▶ _TO DO_: For each entry, restate it word for word while omitting any image it holds.

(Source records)
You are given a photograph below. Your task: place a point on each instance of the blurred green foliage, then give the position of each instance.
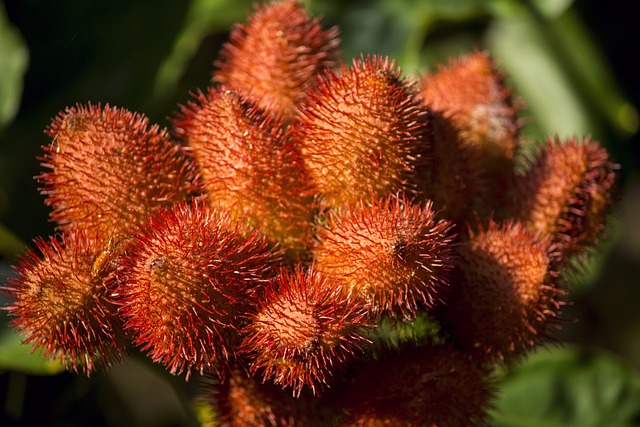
(148, 56)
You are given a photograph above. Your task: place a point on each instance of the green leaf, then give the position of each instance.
(16, 356)
(13, 64)
(203, 18)
(568, 387)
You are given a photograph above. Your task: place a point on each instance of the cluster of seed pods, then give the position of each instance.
(336, 243)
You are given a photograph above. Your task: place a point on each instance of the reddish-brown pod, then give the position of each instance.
(61, 302)
(507, 299)
(189, 274)
(108, 169)
(362, 131)
(426, 386)
(452, 175)
(471, 91)
(250, 167)
(274, 57)
(245, 401)
(567, 193)
(395, 255)
(305, 331)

▶ _ANSWER FOR THIS EXERCISE_:
You are given a photograph below. Your task: place a point on each instance of the blurred green foliage, then give the position of each instance.
(148, 56)
You are given a photograph above. Your task: place a point on each instance of the green leaf, then give the position of each instance.
(16, 356)
(13, 64)
(203, 18)
(568, 387)
You are given a photograph above. Your task: place a point on each instance of the cluster of seed pods, then give the position of each instance.
(336, 243)
You are given a photograph above. Your task: place a point on each instance of the reddish-brown pod, then give the position of each instance.
(61, 302)
(507, 299)
(189, 274)
(108, 169)
(362, 131)
(426, 386)
(452, 175)
(471, 91)
(250, 167)
(274, 57)
(245, 401)
(567, 193)
(395, 255)
(305, 331)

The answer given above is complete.